Poursuivez l'homélie sur l'Épiphanie et l'intuition de saint Bernard à partir de sa dernière phrase.

-------- Texte fourni --------

Aujourd’hui,
je vous propose un voyage.
C’est
saint Bernard qui m’a donné l’idée.
Pour
Bernard, quand Jésus vient dans la chair, c’est en notre
chair qu’il vient.
Nous
sommes le lieu de l’accomplissement de la Parole. Noël n’est pas
l’anniversaire d’un évènement passé, c’est la célébration
en nous de la naissance du Sauveur.
Les
lieux de l’écriture, c’est nous : quand Jésus naît
à Bethléem, c’est en nous qu’il vient naître… Bethléem,
c’est nous*.
En
fait, l’idée de saint Bernard n’est pas nouvelle, c’est
exactement ce que nous vivons à chaque eucharistie.
Alors,
aujourd’hui, je vous propose de voyager dans l’évangile de
l’épiphanie en suivant l’intuition de Bernard :
Jérusalem,
c’est nous.

-------- Fiches de données --------

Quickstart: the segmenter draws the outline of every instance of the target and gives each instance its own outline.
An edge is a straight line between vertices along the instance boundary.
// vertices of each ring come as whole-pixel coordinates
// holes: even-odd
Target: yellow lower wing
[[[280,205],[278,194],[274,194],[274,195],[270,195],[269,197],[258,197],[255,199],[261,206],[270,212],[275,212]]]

--------
-------- Fiches de données --------

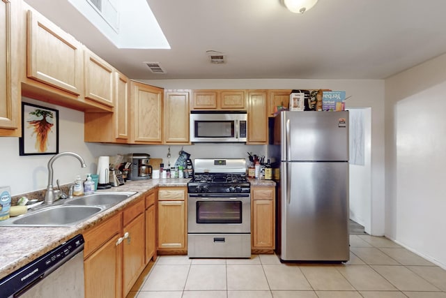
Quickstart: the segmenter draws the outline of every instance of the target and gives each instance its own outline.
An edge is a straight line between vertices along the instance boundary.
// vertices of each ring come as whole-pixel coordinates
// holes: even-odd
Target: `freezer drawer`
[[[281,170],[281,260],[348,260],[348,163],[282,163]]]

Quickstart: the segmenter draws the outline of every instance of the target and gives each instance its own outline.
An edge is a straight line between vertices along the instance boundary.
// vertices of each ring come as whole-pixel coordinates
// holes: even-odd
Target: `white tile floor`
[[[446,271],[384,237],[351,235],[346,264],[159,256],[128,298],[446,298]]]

--------

# [Réponse à l'exercice]
C’est
chacun de nous… et comme c’est une ville, c’est probablement
aussi nous tous ensemble.
La
Jérusalem qui doit quitter sa robe de tristesse, ce n’est pas la
ville du moyen-orient, la Jérusalem qui était dans la nuit et sur
qui se lève la clarté du Seigneur, c’est nous !
Jésus
surgit en nous.
Il
se fait tout petit, en nous.
Quelque
part dans les dédales de nos ruelles intérieures.
Car
il y a de tout dans notre Jérusalem intérieure, c’est encombré
de plein de choses, de plein de monde… parfois, ça ressemble
d’avantage à Capharnaüm.
Dans
la nuit de notre Jérusalem, pointe une lumière. Avec cet enfant,
apparaît une étoile.
C’est
en chacun de nous que cette petite lumière cherche à trouver sa
place.
Et
voilà que nous sommes visités par des voix étrangères. Des voix
que l’on attendait pas. Des voix venues d’on ne sait où, de très
loin, des voix familières des mystères du ciel.
Ces
voix viennent pour adorer l’enfant, pour se prosterner devant cette
lumière naissante.
Le
problème, c’est que dans notre Jérusalem intérieure, quelqu’un
règne.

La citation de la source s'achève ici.